### The problem
Copy out the lines below word for word, leaving out the pictures.

(Records from a data source)
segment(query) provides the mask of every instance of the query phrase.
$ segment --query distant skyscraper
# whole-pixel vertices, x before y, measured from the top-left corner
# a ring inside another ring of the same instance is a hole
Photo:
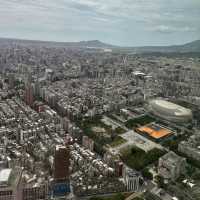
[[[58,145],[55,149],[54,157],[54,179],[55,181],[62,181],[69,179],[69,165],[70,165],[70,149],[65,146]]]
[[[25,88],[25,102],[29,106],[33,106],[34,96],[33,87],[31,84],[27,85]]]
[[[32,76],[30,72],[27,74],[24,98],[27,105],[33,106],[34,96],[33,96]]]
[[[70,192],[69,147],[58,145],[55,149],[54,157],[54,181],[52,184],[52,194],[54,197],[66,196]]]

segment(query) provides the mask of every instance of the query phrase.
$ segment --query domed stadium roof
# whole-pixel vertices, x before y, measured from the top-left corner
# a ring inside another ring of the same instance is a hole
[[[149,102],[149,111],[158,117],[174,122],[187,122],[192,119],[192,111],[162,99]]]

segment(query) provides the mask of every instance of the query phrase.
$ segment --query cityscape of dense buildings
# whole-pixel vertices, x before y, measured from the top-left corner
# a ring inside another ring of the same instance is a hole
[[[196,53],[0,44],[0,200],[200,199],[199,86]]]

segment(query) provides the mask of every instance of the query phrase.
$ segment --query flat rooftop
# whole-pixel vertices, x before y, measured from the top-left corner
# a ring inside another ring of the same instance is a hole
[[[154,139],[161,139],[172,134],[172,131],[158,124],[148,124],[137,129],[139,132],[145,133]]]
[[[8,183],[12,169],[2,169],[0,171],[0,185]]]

### Worked solution
segment(query) provides the mask of every instance of the query phrase.
$ segment --query distant skyscraper
# whole-pixel vertices, x before y, measured from the top-left corner
# a ring inside another ring of the same instance is a hole
Photo:
[[[58,145],[55,149],[54,157],[54,179],[55,181],[62,181],[69,179],[69,165],[70,165],[70,149],[65,146]]]
[[[25,88],[25,102],[29,106],[33,106],[34,96],[33,87],[31,84],[27,85]]]
[[[32,76],[30,72],[27,74],[24,98],[27,105],[33,106],[34,96],[33,96]]]
[[[70,192],[69,147],[58,145],[55,149],[54,157],[54,181],[52,184],[52,194],[54,197],[66,196]]]

segment(query) provides the mask of every instance of the query phrase.
$ segment --query domed stadium roof
# whole-pixel vertices, x before y, measured from the top-left corner
# a ring inside another ring of the same instance is a hole
[[[149,102],[149,111],[158,117],[174,122],[187,122],[192,119],[192,111],[162,99]]]

segment(query) provides the mask of every instance of the query phrase.
$ segment --query cityscape of dense buildings
# whole-pixel vertices, x before y, measured from the top-left corner
# a ring inside another ring of the same instance is a hole
[[[196,53],[0,44],[0,200],[200,199],[199,86]]]

segment(query) provides the mask of every instance of the query phrase.
$ segment --query flat rooftop
# whole-pixel vertices, x before y, measured from the top-left corner
# a ring inside another ring of the same instance is a hole
[[[154,139],[161,139],[172,134],[172,131],[158,124],[148,124],[137,129],[139,132],[145,133]]]
[[[8,183],[12,169],[2,169],[0,171],[0,185]]]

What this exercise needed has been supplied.